_Brief_
Quote the stretch of the listing from its start through the line containing "top-left (223, 322), bottom-right (240, 332)", and leave the pictures out of your reply.

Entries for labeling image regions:
......

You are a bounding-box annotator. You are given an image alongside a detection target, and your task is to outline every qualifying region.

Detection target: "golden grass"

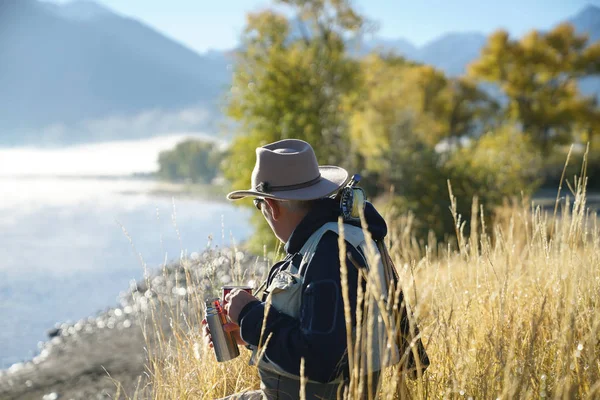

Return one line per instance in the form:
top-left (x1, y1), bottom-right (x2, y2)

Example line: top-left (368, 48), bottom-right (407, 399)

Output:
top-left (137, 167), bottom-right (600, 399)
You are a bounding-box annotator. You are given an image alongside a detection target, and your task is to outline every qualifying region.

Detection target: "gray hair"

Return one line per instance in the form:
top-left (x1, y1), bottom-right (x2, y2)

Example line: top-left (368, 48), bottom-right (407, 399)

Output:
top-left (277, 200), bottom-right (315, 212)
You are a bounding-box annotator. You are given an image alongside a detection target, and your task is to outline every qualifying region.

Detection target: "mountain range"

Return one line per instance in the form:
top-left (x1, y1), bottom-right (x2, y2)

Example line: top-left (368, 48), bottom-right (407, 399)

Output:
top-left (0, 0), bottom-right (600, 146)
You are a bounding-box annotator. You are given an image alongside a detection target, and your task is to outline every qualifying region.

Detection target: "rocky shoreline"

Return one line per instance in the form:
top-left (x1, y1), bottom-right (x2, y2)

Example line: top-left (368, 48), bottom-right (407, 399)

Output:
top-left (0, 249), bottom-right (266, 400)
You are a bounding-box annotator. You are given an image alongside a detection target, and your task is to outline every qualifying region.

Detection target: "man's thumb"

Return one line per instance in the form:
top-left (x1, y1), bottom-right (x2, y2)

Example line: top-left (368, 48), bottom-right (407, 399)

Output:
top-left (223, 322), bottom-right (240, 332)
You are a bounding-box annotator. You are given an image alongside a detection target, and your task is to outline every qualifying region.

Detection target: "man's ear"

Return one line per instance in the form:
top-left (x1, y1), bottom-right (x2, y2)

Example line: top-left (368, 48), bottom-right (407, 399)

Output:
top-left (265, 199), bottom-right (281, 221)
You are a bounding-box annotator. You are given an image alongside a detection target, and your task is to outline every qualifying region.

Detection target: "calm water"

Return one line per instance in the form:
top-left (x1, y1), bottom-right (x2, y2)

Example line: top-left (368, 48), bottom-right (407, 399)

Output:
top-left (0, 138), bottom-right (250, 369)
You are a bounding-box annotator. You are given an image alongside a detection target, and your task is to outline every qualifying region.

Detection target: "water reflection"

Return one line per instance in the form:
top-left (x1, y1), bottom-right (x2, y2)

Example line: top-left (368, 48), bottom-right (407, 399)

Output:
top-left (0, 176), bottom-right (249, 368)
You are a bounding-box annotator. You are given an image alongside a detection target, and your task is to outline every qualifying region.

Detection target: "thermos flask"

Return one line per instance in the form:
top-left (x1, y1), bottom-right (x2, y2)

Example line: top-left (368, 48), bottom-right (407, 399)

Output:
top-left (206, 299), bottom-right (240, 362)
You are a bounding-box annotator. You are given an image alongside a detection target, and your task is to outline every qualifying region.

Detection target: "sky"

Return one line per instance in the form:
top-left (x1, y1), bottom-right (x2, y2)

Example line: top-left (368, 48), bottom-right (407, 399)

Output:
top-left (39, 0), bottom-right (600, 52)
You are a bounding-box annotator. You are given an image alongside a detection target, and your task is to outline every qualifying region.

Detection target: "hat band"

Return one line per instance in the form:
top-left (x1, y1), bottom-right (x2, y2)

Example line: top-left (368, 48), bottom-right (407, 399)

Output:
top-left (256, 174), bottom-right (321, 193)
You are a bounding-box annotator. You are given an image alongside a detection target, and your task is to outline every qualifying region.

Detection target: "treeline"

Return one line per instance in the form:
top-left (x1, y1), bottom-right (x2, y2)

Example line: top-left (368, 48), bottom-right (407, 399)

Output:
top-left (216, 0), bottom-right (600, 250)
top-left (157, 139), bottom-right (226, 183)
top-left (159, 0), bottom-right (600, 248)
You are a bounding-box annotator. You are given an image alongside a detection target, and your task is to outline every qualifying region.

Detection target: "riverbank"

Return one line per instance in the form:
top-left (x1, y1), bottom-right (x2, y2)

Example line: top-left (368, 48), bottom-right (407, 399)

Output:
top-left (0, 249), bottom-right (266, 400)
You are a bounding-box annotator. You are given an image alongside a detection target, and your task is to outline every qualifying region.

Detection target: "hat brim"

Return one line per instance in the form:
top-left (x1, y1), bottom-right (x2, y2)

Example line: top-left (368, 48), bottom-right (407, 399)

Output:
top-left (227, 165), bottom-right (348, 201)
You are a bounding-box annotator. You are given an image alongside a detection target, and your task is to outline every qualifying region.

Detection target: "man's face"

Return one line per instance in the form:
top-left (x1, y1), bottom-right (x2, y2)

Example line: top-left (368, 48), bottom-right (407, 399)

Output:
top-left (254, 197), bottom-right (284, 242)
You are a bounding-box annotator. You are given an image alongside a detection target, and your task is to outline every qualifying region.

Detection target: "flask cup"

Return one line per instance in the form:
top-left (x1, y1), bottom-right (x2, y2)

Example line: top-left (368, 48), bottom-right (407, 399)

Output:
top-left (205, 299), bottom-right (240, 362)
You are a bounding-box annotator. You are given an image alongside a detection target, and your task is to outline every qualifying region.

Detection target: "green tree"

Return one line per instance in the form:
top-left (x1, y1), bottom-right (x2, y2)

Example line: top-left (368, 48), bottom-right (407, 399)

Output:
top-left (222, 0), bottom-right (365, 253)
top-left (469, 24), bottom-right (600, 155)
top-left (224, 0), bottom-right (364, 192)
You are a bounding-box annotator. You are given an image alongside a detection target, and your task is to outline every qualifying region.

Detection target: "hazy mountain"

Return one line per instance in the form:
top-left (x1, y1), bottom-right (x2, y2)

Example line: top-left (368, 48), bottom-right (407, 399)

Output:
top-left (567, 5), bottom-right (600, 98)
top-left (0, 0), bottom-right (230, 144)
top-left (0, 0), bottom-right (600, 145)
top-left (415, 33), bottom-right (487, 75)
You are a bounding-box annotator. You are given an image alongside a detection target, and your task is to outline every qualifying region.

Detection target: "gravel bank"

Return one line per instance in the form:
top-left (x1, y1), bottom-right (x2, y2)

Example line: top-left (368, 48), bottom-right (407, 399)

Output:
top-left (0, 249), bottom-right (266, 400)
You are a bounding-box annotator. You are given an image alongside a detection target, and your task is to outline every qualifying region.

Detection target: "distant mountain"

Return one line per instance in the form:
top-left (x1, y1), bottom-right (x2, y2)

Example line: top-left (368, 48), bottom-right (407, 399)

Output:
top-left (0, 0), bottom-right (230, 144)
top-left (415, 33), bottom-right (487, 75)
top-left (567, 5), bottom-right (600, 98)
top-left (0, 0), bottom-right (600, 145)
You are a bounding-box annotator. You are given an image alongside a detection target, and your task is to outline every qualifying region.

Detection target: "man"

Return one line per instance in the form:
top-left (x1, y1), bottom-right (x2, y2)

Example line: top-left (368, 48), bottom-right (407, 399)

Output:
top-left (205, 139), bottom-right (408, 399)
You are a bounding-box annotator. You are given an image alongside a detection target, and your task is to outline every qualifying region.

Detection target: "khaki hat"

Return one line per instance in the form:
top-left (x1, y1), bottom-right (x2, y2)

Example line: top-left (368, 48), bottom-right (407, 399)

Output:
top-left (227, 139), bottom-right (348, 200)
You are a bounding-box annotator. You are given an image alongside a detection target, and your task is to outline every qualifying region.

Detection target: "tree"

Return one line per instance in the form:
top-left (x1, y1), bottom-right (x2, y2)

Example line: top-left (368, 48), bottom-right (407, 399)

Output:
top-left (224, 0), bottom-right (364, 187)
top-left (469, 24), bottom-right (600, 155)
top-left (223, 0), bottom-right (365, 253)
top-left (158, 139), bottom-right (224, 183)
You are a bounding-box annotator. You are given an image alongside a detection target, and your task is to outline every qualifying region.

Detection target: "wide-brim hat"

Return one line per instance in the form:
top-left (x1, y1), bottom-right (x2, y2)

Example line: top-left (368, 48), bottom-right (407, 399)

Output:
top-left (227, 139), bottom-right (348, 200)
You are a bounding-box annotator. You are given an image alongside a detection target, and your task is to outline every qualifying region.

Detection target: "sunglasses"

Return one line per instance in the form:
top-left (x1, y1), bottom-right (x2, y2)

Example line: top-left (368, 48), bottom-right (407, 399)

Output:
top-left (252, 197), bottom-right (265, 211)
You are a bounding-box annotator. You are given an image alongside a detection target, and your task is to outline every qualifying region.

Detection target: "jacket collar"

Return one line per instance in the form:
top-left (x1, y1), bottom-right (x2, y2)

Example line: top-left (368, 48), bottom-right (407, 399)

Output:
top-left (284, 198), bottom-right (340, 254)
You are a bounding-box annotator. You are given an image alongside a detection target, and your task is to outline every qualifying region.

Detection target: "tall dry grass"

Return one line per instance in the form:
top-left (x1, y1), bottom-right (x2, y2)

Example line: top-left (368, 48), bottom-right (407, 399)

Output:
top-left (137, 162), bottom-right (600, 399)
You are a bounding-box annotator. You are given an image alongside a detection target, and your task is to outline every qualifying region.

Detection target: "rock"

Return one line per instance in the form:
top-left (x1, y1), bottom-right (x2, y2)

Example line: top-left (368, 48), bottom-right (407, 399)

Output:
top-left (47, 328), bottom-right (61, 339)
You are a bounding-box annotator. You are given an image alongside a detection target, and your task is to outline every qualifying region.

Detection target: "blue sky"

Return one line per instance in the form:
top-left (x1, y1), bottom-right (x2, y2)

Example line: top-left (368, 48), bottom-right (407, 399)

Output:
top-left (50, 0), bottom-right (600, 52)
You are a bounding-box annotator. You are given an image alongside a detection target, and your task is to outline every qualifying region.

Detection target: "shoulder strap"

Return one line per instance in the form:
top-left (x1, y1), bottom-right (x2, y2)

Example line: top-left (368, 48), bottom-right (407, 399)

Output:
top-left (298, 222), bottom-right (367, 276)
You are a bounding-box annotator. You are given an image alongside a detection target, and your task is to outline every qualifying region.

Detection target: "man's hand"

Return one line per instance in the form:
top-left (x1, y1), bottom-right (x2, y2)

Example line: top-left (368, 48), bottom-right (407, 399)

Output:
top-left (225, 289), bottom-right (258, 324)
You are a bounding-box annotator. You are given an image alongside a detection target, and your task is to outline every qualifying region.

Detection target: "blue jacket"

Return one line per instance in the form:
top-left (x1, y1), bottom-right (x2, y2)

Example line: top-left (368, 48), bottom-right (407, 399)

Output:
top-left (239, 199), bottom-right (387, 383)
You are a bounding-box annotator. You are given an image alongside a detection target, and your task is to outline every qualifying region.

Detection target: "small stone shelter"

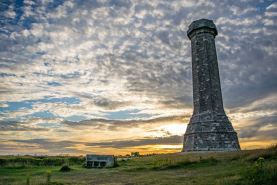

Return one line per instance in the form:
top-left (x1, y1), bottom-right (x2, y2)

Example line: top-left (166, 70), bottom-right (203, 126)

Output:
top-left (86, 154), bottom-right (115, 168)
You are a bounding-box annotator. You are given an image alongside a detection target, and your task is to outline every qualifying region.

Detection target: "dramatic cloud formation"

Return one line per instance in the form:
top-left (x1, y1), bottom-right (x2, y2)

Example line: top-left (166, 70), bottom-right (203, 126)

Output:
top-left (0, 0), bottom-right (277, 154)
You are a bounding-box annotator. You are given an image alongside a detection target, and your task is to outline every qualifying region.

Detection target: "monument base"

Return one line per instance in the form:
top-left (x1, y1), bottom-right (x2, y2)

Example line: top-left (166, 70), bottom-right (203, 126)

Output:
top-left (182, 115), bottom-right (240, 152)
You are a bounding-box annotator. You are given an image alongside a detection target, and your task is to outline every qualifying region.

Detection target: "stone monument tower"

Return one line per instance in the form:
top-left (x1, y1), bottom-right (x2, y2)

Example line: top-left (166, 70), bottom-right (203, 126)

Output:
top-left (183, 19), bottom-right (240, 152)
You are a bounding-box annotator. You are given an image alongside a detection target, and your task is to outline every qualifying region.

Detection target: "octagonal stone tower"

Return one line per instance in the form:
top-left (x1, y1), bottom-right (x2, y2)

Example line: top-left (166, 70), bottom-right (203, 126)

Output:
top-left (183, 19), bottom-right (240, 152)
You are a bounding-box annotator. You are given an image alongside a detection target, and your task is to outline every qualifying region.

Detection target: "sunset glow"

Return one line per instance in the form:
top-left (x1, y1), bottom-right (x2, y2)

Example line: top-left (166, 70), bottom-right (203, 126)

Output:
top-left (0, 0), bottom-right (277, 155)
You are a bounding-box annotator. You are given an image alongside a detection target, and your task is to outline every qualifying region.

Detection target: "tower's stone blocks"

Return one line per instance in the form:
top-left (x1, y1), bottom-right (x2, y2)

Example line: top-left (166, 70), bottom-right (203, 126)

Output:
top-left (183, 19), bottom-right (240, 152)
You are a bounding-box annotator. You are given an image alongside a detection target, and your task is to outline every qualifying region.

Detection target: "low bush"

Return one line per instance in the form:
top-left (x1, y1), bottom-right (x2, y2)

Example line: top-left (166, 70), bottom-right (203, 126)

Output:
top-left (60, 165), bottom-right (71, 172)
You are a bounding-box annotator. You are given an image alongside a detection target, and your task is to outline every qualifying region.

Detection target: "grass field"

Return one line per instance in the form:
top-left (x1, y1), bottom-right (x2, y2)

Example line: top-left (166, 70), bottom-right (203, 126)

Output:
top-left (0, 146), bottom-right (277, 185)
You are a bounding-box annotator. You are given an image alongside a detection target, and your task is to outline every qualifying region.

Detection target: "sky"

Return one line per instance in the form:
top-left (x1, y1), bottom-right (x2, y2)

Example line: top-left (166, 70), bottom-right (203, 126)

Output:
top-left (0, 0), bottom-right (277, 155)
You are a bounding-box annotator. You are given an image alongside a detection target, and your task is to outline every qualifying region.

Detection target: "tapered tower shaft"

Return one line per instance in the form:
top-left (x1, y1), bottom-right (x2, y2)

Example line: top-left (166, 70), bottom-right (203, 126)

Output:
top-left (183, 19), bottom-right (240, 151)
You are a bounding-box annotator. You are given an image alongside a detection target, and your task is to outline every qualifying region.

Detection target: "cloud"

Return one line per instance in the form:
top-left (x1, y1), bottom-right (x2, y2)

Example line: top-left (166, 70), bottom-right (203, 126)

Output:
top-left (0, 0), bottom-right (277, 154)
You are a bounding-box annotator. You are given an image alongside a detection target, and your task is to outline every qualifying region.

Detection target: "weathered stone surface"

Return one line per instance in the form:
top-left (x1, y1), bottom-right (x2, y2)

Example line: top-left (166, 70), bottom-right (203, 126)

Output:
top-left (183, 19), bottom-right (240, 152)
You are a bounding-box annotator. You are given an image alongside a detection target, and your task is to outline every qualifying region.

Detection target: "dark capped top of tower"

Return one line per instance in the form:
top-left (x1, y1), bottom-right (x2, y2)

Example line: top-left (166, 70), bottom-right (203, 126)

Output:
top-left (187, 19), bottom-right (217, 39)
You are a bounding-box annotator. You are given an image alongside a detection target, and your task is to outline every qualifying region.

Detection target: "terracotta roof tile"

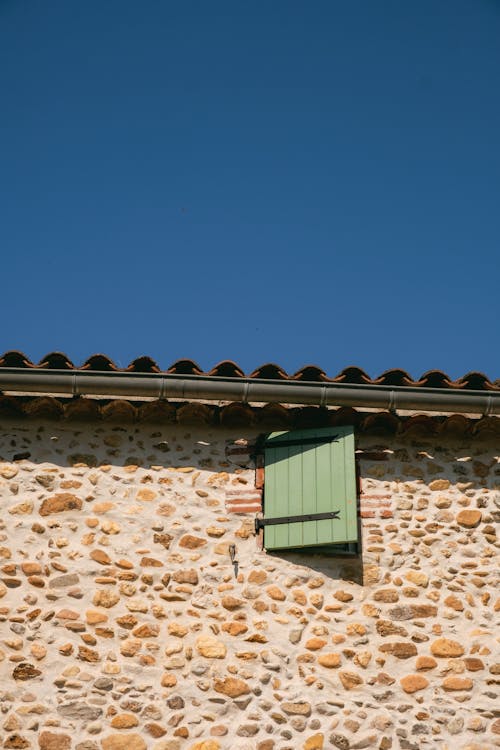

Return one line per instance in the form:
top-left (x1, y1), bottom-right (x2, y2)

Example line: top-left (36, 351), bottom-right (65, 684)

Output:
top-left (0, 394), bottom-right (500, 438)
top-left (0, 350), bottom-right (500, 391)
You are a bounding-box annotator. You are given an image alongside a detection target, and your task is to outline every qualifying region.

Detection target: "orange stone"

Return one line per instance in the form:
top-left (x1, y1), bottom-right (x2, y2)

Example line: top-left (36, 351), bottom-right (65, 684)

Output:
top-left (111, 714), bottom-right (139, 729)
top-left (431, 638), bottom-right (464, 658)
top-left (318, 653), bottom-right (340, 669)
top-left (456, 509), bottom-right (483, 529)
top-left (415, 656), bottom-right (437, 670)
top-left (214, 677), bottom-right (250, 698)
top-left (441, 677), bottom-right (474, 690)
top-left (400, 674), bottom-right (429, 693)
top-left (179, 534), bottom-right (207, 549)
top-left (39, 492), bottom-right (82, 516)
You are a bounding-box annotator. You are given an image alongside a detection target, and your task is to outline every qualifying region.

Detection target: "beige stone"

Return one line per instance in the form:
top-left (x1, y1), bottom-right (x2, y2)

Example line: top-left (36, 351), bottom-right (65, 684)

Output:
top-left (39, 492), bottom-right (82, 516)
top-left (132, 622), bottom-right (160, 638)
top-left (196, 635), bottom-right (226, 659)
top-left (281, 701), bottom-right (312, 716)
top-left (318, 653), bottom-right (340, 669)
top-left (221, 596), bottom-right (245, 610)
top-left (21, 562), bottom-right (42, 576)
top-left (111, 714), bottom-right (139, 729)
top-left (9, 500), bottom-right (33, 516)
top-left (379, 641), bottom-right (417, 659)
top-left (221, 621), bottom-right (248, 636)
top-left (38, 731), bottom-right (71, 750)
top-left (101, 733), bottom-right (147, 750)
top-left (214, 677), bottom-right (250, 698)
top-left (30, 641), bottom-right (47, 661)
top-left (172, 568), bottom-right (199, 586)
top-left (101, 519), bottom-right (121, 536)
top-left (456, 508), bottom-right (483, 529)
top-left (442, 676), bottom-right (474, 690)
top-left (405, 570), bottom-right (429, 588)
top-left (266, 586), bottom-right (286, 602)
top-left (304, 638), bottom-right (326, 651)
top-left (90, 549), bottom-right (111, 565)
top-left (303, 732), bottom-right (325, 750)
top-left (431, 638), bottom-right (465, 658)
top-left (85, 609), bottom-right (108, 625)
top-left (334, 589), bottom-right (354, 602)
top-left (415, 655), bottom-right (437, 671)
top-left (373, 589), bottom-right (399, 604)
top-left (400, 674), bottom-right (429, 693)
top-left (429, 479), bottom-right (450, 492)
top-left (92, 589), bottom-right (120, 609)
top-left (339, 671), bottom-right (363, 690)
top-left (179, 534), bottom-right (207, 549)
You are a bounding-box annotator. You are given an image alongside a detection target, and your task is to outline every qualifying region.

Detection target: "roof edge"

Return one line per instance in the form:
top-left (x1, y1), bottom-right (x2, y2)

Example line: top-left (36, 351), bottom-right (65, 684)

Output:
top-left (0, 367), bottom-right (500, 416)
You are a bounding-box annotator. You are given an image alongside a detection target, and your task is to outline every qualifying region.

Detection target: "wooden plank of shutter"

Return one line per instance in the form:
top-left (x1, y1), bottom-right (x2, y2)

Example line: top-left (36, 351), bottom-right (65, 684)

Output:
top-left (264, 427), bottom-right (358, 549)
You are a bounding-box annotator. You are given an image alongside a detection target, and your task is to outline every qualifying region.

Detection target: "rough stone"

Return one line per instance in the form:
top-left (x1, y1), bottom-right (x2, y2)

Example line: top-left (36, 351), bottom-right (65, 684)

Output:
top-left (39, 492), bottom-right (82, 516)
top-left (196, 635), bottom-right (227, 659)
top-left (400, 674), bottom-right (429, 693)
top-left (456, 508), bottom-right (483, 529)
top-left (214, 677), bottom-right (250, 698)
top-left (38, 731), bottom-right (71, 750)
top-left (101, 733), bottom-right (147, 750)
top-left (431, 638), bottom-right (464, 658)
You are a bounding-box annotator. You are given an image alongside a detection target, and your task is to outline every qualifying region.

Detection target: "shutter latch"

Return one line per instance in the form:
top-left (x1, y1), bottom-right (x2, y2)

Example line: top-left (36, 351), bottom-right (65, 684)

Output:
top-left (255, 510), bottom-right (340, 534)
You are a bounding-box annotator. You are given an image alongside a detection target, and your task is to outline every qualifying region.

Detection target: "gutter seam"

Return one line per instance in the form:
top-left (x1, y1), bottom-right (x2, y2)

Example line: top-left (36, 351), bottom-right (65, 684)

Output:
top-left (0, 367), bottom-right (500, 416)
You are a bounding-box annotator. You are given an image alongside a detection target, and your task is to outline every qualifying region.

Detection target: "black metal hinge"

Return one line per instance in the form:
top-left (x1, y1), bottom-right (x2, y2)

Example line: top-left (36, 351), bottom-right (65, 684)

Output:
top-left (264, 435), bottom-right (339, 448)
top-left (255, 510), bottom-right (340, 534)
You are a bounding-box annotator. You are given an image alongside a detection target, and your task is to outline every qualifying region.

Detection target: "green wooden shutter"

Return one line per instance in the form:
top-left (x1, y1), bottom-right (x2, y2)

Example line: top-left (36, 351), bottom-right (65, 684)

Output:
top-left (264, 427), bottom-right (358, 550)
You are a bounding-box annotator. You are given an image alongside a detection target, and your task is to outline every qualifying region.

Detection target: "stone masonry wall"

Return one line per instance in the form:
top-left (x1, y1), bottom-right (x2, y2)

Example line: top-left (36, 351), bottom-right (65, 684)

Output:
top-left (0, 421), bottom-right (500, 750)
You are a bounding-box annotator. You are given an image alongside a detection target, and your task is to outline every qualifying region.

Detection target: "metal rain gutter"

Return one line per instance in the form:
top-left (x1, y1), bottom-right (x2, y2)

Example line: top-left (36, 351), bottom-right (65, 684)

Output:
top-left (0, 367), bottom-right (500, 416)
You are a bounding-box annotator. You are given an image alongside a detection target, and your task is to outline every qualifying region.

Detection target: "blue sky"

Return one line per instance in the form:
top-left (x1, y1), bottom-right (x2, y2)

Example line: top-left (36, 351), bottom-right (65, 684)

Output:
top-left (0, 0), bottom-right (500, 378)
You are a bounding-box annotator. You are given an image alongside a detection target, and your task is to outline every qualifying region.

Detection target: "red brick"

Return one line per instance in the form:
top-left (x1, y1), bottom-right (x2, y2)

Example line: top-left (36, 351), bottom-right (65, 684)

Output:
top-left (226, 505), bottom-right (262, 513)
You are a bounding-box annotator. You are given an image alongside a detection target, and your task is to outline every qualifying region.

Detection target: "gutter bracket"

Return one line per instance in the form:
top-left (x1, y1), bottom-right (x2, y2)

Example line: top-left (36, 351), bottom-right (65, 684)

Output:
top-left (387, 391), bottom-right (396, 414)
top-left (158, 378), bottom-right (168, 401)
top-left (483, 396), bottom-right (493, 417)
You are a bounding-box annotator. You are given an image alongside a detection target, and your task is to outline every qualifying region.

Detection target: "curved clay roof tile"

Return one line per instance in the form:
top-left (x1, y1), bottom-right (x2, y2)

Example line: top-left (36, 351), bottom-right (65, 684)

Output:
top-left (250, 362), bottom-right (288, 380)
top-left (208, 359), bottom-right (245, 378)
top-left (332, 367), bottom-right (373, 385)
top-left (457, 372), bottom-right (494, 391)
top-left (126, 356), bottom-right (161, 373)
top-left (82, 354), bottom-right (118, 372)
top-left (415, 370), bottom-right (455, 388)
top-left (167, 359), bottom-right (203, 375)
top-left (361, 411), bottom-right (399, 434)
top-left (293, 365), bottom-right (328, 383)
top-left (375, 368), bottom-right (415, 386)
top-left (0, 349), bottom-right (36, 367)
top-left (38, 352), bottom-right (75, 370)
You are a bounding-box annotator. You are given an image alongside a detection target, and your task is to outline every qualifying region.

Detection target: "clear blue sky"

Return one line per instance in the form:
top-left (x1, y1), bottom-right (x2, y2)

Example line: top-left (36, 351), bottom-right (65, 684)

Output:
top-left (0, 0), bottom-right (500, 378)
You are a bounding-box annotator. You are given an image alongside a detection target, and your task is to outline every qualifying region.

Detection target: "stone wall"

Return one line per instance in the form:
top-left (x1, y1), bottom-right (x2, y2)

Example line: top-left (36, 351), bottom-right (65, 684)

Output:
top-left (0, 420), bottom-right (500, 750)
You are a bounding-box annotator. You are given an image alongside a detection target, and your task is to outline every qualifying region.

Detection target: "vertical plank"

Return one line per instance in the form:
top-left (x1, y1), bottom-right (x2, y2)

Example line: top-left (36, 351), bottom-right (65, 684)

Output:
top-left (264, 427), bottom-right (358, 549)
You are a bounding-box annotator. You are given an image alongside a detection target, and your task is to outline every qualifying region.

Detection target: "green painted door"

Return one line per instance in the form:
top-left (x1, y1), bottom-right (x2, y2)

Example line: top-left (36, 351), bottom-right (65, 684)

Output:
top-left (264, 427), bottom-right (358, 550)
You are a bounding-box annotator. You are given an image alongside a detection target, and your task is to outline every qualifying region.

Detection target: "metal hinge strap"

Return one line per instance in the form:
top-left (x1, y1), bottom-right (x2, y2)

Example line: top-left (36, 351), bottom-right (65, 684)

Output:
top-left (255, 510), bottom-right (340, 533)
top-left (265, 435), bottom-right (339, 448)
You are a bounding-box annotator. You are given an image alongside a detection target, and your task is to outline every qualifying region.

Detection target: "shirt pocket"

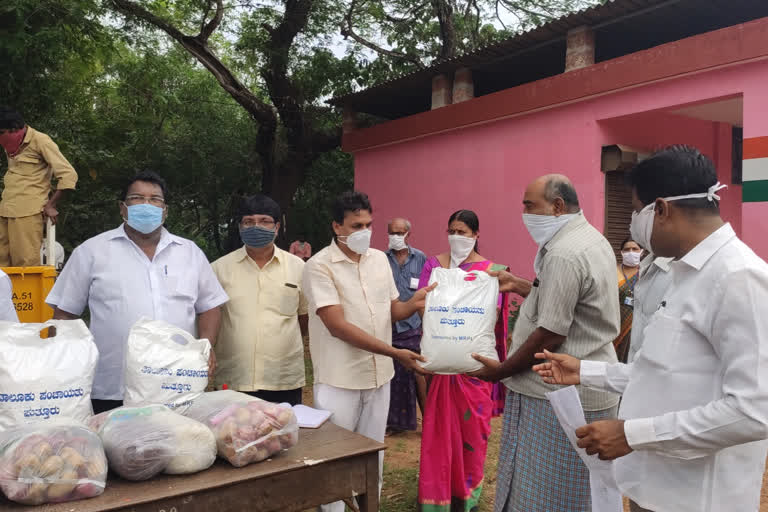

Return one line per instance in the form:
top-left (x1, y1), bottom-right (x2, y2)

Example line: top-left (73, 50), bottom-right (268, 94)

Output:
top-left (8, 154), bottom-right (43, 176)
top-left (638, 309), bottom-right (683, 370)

......

_Exercise answer_
You are a bounding-box annotator. You are given an image alongside a detection target, and your task is to outline every qualifying region.

Detection target: "golden grass"


Return one line per instance in the form:
top-left (x1, y1), bottom-right (x2, y2)

Example line: top-left (368, 48), bottom-right (407, 399)

Output:
top-left (137, 167), bottom-right (600, 399)
You are a bounding-box annotator. You are given an image alongside a detection target, and your task is to outline every qualifying region.

Detection target: "gray hair"

Return one line per instance in the form:
top-left (x1, y1), bottom-right (x2, y2)

Example line: top-left (368, 48), bottom-right (407, 399)

Output:
top-left (277, 200), bottom-right (315, 212)
You are a bounding-box annotator. You are given an image alongside a detection target, and your task is to outline every qualifying region.

Detection target: "mountain range"

Return one line per instance in the form:
top-left (x1, y1), bottom-right (x2, y2)

Example line: top-left (368, 48), bottom-right (407, 399)

Output:
top-left (0, 0), bottom-right (600, 146)
You are a bounding-box annotator. You are given an image alongside a detection target, and your task is to outline every qualifying region.

Detection target: "rocky shoreline"

Return one line per instance in the form:
top-left (x1, y1), bottom-right (x2, y2)

Example line: top-left (368, 48), bottom-right (407, 399)

Output:
top-left (0, 249), bottom-right (266, 400)
You are a bounding-box annotator. You are given an image alongside a detection target, and your task is to outline every qualifying region.

Detection target: "man's thumb"

Return one line per instance in the form:
top-left (x1, y1), bottom-right (x2, y2)

Example line: top-left (368, 48), bottom-right (407, 399)

Output:
top-left (223, 322), bottom-right (240, 332)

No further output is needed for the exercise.